- **Task**:
Reproduce the entire listing below verbatim.

- **Supplied data**:

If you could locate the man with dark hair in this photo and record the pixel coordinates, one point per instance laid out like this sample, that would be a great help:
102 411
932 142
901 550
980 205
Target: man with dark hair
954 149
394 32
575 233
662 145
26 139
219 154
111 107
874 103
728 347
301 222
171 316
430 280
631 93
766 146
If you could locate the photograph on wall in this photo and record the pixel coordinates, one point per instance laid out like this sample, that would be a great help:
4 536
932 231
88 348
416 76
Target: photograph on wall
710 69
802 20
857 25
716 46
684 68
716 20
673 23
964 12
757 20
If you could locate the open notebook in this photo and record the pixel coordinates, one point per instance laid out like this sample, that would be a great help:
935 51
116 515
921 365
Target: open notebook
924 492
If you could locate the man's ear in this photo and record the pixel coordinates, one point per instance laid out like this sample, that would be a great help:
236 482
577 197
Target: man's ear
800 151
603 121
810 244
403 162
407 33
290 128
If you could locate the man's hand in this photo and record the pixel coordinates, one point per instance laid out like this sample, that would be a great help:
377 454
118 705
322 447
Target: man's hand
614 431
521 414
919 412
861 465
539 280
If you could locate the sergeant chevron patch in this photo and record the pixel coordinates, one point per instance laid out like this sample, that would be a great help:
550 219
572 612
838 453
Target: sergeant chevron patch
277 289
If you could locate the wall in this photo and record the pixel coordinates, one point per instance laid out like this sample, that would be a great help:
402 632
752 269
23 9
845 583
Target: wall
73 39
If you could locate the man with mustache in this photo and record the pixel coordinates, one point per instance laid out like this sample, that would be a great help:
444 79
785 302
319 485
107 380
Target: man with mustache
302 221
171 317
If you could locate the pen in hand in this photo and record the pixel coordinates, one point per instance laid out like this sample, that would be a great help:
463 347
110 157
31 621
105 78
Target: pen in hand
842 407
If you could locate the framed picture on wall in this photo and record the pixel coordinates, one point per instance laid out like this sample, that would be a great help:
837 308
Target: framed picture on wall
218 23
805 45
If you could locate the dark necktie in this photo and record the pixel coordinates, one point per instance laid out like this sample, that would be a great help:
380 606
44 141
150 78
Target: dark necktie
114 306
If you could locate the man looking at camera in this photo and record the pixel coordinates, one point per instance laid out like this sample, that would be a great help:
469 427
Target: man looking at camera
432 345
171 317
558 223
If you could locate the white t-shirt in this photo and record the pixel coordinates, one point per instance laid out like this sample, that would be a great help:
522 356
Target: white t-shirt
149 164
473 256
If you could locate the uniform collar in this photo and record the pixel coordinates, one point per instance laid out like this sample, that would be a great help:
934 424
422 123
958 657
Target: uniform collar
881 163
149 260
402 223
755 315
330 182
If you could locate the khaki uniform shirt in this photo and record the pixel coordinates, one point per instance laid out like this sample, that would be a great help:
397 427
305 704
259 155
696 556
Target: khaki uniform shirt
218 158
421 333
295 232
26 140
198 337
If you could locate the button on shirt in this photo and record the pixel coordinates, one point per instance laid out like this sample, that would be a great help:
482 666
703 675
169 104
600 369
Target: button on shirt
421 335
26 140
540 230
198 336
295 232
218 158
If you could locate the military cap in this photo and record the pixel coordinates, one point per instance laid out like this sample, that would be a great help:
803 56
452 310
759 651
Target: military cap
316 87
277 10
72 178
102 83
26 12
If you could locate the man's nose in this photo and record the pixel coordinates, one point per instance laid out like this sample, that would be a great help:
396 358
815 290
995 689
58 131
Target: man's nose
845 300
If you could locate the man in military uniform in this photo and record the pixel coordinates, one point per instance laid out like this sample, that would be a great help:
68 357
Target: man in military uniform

- **Answer to this task**:
If you could locate the man with dark hair in this photo and record the pixel coordinates, one point per instance laid out like this sample, that would be a great help:
102 411
932 142
901 550
980 205
Target: man with dark hair
954 149
394 32
575 233
662 145
26 139
219 154
111 107
874 103
728 347
301 222
171 316
430 280
631 93
766 146
If you could locate the photograph on wall in this photo and record the pixel coordinates, one point per instance laid out like this sample, that would be a great help:
4 536
932 231
88 348
416 76
Target: photograph on wall
710 69
802 20
857 25
716 46
684 68
716 20
673 23
964 12
757 20
If you could locate the open notebook in this photo and record the pixel coordinates, one point per instance laid out like this sample, that would be a great help:
935 51
116 515
921 365
Target: open notebook
924 492
If you could locate the man's ear in this photo and record the pixel coordinates, one point per instance laid out like this sample, that would be a great help:
236 482
577 197
Target: man's ear
800 151
603 121
810 244
403 162
407 33
290 128
If you could locate the man's hand in this photo and record the pixel coordinates, one point per instance laid out like this sample, that would be a great help:
377 454
118 705
322 447
Target: man's hand
614 431
521 414
919 412
861 465
539 280
If you could locate the sergeant chevron patch in this photo and record the pixel coordinates, one point per instance laid out like this sample, that would be a great help:
550 219
572 612
838 453
Target: sergeant chevron patch
277 289
If you could locate the wall in this photo and record the pixel coordinates, one point per instance laid out like this sample, that would be a great help:
402 632
752 269
23 9
845 583
Target: wall
73 39
If you could locate the man with mustache in this photo and record the pixel coordinates, one point per instance laid out like this sample, that would be a great help:
444 79
785 302
319 485
107 380
Target: man with mustache
302 221
171 317
If you could locate the pen in hand in this photo and record the pixel coordinates, one point per instance laid out like this sample, that would be a great help:
463 347
110 157
31 621
105 78
Target: pen in hand
842 407
If you could locate the framed picture on wall in this photo and record the pixel coordinates, one point per instance laid out like this sample, that would be a great help:
837 308
Target: framed picture on wall
218 23
805 45
If you could locate the dark necktie in this photo and record the pixel coordinates, one point per instance laid out like this sample, that would be a great help:
380 606
44 141
150 78
Target: dark necktie
114 306
If you could locate the man looking at camera in this photo and record the pixel coordinates, one point per instance laid out like this sample, that would be a great help:
469 427
Target: man looking at camera
432 345
171 317
558 223
If you could locate the white t-shirt in this photo and record the pixel coordinates, one point per instance laid out like this sample, that would be a great help:
522 356
Target: white t-shirt
149 164
473 256
If you could locate the uniform collar in this photo and record the pixel coordinates, one point per instance laid out like this sample, that would be a great help:
934 424
422 123
958 657
Target: uniform collar
881 163
149 260
402 223
755 315
330 182
If you could locate the khaki uniform shirt in this photo and record the pixel coordinates, one point per instance laid out like this sample, that would be a great help:
397 427
305 704
259 155
696 556
Target: khaki uniform shirt
218 158
421 333
295 232
26 140
198 337
If you could locate the button on shirt in this photo and record the pixel coordinates, one point per instance laid out like this sample, that would be a great help:
482 666
703 675
169 104
600 369
Target: button on shirt
421 335
26 140
540 230
198 336
295 232
218 158
If you could locate the military cap in this photo and record the pixel coordinates, one point per instance laid out like this sample, that would be a great help:
803 56
452 310
759 651
Target: military cap
316 87
277 10
72 178
102 83
26 12
If you could locate the man's nose in this photo and record the pixel coordinates, one point per instance laid out like this sample, that would be a great help:
396 358
815 290
995 689
58 131
Target: man's nose
845 300
If you could locate the man in military uniform in this photo and record the pixel coordinates, one point per instance laid out like this sample, that would be a great help:
68 357
Target: man in military uniform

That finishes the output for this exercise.